EXERCISE REQUIREMENTS ->
1) List each authority cited in the parenthetical of the court opinion below, together with the citation given for it. Ignore the data.
2) Write the next part of the court opinion below, starting after the last question shown. Leave the data alone.

SELECTED TEXT ->
☆ ☆ ☆ ☆ ☆

We will first notice the objection to any evidence being introduced under the pleadings, and motion for judgment for Peaks, because no reply had been filed denying the-matter set up in the fourth paragraph of the answer. To state it in the strongest terms, this was merely affirmative matter, which amounted to no more than a denial of the cause of action stated in Lord’s petition. Lord’s action was predicated in part on the promise by Peaks to pay the debt to Spies. The allegation of the answer simply denied this, and stated that Lord had assumed and agreed to pay the Spies account. If on the trial there had been a finding in favor of Peaks he would have been entitled to no affirmative relief; nothing more than a general finding in his favor, a failure of Lord’s cause of action, hence the answer did not require a reply and the court did not err in overruling the objection and motion. (See Kavalier v. Machula, 41 N. W. Rep. [Ia.], 590; Jordan v. Buschmeyer, 10 S. W. Rep. [Mo.], 616; Maxwell, Code Pleading, 558, and cases cited.)

[19]*19Counsel for plaintiff in error argues in his brief that the court erred in giving instructions 6 and 7 of the instructions given by the court on its own motion. The giving of these instructions was not assigned as error in the motion for a new trial or in the petition in error, and hence are not entitled to consideration here.

Paragraph No. 10 of the petition in error is as follows: “The court erred in permitting the plaintiff to show, upon cross-examination of the plaintiff in error, that the matters in controversy were submitted to arbitration, or to a referee, prior to the signing the articles of dissolution. (See page 27, bill of exceptions.)” By examination of page 27 of the bill of exceptions we find the following in regard to the subject referred to in the paragraph quoted:

Q. Isn’t it a fact this matter was submitted at one time to arbitration, or to a referee, prior to this time?

☆ ☆ ☆ ☆ ☆

Stored items
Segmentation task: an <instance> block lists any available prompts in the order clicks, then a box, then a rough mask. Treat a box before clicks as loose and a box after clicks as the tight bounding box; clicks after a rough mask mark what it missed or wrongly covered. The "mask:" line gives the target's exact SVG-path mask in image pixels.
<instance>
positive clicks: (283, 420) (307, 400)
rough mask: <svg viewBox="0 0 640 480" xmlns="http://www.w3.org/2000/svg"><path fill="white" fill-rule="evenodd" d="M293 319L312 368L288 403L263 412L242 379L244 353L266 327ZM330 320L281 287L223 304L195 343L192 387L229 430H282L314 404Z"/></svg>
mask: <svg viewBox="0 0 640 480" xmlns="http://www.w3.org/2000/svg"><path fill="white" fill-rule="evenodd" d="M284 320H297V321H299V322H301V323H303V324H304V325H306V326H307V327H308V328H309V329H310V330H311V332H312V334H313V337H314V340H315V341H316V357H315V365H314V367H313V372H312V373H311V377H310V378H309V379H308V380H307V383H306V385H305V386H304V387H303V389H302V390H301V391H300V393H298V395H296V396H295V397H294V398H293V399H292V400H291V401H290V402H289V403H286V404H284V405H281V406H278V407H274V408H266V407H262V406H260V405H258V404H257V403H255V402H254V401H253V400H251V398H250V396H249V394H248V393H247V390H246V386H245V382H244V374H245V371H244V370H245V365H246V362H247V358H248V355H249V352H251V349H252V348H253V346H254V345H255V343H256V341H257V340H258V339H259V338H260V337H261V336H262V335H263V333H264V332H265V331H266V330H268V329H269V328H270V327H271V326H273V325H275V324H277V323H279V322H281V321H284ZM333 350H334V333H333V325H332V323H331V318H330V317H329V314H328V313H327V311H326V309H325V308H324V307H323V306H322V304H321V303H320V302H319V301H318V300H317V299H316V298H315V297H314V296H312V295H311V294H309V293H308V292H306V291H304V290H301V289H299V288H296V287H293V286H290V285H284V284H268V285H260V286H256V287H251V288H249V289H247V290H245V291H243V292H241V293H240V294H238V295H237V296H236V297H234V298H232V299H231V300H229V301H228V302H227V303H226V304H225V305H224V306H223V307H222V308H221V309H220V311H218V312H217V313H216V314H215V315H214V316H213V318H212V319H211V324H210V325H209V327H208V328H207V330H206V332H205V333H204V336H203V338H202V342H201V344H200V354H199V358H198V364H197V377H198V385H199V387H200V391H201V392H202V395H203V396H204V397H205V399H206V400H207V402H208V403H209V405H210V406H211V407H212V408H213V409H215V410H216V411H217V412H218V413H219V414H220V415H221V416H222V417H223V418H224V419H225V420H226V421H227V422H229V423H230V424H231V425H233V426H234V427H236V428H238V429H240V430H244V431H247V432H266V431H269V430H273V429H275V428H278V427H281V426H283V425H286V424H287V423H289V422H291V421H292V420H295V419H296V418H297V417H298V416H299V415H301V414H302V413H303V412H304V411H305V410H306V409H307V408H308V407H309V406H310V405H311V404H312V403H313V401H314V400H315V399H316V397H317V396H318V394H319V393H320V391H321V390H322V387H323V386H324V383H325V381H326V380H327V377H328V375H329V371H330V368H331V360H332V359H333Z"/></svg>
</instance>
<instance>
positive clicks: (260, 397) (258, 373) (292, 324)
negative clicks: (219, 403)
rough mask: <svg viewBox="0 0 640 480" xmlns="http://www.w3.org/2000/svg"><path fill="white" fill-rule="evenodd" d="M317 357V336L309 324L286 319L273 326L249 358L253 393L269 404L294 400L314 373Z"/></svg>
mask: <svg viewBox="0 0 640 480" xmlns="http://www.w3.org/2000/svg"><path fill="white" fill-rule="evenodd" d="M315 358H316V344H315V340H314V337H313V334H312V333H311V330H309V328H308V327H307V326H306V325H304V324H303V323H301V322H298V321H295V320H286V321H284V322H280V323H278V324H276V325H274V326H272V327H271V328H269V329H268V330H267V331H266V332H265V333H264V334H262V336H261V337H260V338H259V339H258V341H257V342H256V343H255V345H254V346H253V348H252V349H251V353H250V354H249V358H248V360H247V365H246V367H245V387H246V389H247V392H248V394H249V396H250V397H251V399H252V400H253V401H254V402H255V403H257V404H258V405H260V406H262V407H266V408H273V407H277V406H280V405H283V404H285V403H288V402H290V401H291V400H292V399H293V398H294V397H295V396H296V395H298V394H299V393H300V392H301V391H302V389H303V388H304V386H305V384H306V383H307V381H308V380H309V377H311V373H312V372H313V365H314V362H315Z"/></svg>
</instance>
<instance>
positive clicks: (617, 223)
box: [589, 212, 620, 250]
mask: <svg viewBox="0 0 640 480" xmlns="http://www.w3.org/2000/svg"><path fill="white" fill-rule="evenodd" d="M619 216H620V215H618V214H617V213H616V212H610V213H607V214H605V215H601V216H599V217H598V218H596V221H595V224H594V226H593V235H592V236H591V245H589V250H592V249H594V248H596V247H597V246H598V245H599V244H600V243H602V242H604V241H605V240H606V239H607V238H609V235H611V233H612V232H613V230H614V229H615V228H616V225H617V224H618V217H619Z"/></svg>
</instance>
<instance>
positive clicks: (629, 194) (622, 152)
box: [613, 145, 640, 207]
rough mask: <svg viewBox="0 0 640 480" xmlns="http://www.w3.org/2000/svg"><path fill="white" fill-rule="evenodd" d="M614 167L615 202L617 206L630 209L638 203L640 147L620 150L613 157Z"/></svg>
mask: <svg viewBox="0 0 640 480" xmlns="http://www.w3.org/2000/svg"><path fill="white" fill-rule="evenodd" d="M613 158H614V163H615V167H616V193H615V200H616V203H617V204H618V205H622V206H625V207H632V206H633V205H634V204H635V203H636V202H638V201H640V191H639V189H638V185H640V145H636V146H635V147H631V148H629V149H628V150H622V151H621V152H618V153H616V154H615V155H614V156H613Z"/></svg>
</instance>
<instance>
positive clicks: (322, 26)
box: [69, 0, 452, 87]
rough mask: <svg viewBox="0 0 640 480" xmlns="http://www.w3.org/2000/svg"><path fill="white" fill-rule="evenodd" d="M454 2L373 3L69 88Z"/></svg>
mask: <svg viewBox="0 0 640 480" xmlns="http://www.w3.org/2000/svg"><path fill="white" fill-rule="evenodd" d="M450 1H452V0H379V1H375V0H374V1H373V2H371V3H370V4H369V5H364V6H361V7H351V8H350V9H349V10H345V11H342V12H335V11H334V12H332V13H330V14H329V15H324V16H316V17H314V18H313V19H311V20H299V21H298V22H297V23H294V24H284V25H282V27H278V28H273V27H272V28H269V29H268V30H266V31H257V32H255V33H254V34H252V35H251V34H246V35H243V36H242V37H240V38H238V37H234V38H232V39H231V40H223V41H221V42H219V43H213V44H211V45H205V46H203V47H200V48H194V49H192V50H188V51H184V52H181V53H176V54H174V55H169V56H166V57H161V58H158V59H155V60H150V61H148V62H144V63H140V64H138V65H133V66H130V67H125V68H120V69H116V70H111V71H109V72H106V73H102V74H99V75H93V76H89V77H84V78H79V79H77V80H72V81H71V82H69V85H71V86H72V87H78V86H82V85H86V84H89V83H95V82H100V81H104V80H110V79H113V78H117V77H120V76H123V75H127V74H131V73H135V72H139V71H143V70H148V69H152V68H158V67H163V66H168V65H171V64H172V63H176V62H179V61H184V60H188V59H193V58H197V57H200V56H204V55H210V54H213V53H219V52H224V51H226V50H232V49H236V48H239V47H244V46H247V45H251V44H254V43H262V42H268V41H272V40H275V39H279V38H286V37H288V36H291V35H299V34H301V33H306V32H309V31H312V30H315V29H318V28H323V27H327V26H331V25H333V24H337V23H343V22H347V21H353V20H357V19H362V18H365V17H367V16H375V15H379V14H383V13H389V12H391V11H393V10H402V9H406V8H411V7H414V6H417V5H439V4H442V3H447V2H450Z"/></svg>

☆ ☆ ☆ ☆ ☆

RESPONSES BY TASK ->
1)
- Kavalier v. Machula, 41 N. W. Rep. [Ia.], 590
- Jordan v. Buschmeyer, 10 S. W. Rep. [Mo.], 616
- Maxwell, Code Pleading, 558

2)
Objected to by the defendant, as incompetent, irrelevant, and immaterial, and not proper cross-examination. Overruled by the court, to which defendant excepts.
Q. Now I will ask you if this matter wasn’t referred to a referee at one time?
A. What matter?
Q. This matter of the question as to how much interest you had in the business and how much interest Mr. Lord had in the business.
A. Certain questions were submitted to a referee for decision.
Q. Now, you may state if you didn’t make a statement to that referee of the assets and things of that kind; have a showing of the assets of the business that was made by you. You may examine this, marked “Exhibit E,” and state if that was a statement which was submitted to the referee.
A. It bears my signature. It must be so.
Q,. You may state from that, Mr. Peaks, as to how much the agreed assets of the firm were at that time.

[20]*20' Objected to by the defendant, as immaterial. Sustained by the court, to which plaintiff excepts.

' It will be noticed that the first question asked, and- to which objection was interposed and overruled, was not answered; that the next objection which was made to any of the testimony was sustained. Clearly there is nothing in this of which the plaintiff in error can complain.

Assignments numbered 5 and 9 are as follows:

“5. The court erred in admitting any oral testimony in reference to the dissolution and settlement of the firm affairs, the same having been reduced to writing and signed by the members of the firm.”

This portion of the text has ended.